▸ **Required task**: Transcribe precisely those lines of the listing that fall between the line containing "Where can you see the overcast" and the last line, inclusive of both.

Given entries start

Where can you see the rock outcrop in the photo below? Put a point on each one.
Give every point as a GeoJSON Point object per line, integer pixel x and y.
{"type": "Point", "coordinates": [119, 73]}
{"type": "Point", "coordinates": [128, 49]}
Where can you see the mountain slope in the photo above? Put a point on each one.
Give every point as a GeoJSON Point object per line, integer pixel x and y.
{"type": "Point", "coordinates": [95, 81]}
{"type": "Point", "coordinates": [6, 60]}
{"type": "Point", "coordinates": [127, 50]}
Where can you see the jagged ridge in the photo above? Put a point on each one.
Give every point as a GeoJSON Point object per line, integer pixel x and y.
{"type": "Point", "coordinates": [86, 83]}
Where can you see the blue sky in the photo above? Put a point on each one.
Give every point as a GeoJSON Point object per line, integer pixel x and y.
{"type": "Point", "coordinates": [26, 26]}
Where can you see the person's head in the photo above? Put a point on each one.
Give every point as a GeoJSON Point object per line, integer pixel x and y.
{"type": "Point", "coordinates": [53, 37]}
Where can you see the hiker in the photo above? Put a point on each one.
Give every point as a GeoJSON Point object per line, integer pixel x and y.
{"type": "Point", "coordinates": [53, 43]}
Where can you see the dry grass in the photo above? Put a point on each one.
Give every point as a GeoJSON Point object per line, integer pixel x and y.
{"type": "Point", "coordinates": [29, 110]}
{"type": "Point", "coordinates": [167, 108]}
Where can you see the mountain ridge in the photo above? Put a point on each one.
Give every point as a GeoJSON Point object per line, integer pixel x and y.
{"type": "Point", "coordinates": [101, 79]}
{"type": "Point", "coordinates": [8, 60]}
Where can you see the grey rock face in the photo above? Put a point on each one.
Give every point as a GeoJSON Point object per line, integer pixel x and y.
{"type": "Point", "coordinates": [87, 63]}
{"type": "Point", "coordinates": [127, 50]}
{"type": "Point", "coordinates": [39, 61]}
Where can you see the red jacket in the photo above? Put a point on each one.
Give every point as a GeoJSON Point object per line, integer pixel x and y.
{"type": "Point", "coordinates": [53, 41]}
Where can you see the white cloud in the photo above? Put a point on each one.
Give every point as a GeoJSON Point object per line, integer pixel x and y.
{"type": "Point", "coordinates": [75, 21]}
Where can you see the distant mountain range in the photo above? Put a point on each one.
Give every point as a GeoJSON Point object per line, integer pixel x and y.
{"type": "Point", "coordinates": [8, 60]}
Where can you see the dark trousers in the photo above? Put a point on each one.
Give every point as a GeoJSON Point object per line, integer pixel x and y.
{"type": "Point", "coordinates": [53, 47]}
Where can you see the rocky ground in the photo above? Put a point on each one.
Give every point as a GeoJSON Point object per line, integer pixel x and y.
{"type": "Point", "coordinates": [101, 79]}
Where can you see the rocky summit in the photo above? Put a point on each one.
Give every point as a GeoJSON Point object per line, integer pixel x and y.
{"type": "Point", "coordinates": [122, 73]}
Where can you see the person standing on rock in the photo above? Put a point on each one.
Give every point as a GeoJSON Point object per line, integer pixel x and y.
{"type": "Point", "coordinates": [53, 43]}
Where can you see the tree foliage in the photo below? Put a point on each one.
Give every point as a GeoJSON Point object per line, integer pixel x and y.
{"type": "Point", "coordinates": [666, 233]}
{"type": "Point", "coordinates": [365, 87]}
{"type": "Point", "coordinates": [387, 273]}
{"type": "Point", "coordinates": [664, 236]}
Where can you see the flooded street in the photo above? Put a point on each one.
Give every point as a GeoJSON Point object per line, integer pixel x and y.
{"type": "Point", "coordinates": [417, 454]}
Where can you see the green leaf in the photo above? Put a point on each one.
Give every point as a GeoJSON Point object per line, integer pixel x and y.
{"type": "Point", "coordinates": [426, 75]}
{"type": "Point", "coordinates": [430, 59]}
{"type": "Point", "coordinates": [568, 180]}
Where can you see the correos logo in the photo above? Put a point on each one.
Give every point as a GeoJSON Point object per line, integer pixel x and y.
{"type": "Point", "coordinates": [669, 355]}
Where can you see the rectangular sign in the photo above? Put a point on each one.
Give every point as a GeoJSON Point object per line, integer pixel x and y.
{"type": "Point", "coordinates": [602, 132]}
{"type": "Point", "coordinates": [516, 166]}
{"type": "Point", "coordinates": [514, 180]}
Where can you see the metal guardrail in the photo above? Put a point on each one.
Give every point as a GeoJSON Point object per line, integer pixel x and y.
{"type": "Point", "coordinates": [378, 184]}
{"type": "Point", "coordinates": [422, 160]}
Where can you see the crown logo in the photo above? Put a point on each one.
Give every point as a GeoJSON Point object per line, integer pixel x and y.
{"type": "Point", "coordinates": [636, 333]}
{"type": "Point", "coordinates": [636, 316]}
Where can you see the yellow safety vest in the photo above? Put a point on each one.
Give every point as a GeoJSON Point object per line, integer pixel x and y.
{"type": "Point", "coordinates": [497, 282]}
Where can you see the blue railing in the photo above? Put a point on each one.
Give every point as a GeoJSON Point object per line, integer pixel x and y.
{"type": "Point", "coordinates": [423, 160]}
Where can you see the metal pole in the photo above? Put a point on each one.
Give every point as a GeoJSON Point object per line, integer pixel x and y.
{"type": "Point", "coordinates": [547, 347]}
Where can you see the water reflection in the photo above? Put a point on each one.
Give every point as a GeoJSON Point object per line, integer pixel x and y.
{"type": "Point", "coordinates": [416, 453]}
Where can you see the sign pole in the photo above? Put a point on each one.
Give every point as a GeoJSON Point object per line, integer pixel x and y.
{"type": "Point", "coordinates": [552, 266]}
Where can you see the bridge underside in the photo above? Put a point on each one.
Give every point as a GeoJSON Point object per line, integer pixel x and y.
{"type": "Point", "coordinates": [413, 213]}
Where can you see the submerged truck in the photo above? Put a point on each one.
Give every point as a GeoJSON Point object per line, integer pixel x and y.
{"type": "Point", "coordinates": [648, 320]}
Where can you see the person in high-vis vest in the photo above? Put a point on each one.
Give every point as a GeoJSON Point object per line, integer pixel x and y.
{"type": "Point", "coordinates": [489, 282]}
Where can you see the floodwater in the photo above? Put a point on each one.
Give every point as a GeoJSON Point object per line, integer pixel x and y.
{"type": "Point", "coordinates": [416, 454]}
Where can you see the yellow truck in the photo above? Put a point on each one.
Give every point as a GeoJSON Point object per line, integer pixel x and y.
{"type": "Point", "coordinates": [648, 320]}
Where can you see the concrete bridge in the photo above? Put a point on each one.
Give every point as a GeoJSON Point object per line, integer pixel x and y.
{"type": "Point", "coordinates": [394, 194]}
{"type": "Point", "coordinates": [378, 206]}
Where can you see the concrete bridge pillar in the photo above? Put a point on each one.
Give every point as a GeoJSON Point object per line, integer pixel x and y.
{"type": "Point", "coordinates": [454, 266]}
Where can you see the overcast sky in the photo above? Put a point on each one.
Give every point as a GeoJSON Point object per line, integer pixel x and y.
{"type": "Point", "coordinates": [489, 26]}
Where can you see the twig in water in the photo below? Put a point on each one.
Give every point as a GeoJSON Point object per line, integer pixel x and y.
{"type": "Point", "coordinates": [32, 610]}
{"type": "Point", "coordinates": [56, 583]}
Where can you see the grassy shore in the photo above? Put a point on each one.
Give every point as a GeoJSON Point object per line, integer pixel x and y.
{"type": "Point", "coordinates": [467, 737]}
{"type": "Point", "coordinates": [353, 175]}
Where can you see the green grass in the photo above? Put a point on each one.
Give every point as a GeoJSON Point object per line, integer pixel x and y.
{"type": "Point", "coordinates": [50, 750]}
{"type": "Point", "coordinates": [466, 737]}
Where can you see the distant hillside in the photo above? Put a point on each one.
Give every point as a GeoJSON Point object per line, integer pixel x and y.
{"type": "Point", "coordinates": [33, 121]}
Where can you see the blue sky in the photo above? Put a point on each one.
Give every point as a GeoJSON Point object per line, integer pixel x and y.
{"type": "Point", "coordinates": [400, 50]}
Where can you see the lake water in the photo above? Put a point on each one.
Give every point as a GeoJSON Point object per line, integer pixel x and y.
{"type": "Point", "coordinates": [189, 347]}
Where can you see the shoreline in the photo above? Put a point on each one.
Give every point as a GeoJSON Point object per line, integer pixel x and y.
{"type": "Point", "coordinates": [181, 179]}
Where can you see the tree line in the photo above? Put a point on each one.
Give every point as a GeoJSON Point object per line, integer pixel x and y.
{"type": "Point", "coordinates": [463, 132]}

Given entries end

▸ **Solution for this task**:
Where can you see the overcast sky in the photo above? Put a point on each one.
Give every point as a GeoJSON Point object per line, integer pixel x and y.
{"type": "Point", "coordinates": [489, 26]}
Where can you see the twig in water in the photo below? Put a point on each one.
Give every point as a GeoJSON Point object per line, integer pixel x and y.
{"type": "Point", "coordinates": [32, 610]}
{"type": "Point", "coordinates": [56, 583]}
Where can you see the grassy shore in the photo above? Put a point on each one.
Give every point as a GeoJSON Point object per line, integer pixel x and y.
{"type": "Point", "coordinates": [467, 737]}
{"type": "Point", "coordinates": [353, 175]}
Where can you see the green grass in the photo above? Put a point on each one.
Give every point as a GeoJSON Point object per line, integer pixel x and y.
{"type": "Point", "coordinates": [50, 750]}
{"type": "Point", "coordinates": [466, 737]}
Where can you see the distant hillside in the photo above? Put a point on each one.
Give every point as a GeoJSON Point object per line, integer pixel x and y.
{"type": "Point", "coordinates": [33, 121]}
Where can you see the blue sky in the photo above? Put a point on each one.
Give every point as a GeoJSON Point object per line, integer pixel x and y.
{"type": "Point", "coordinates": [400, 50]}
Where can you see the lake water in the photo above? Put a point on each one.
Give every point as a GeoJSON Point object per line, integer pixel x and y.
{"type": "Point", "coordinates": [189, 347]}
Where can you see the shoreline in the photo above? Put a point on each one.
Give every point as a GeoJSON Point object per line, integer pixel x and y.
{"type": "Point", "coordinates": [181, 179]}
Where can you see the tree line in the photo above? Put a point on each one.
Give every point as a GeoJSON Point object per line, integer pixel x and y.
{"type": "Point", "coordinates": [463, 132]}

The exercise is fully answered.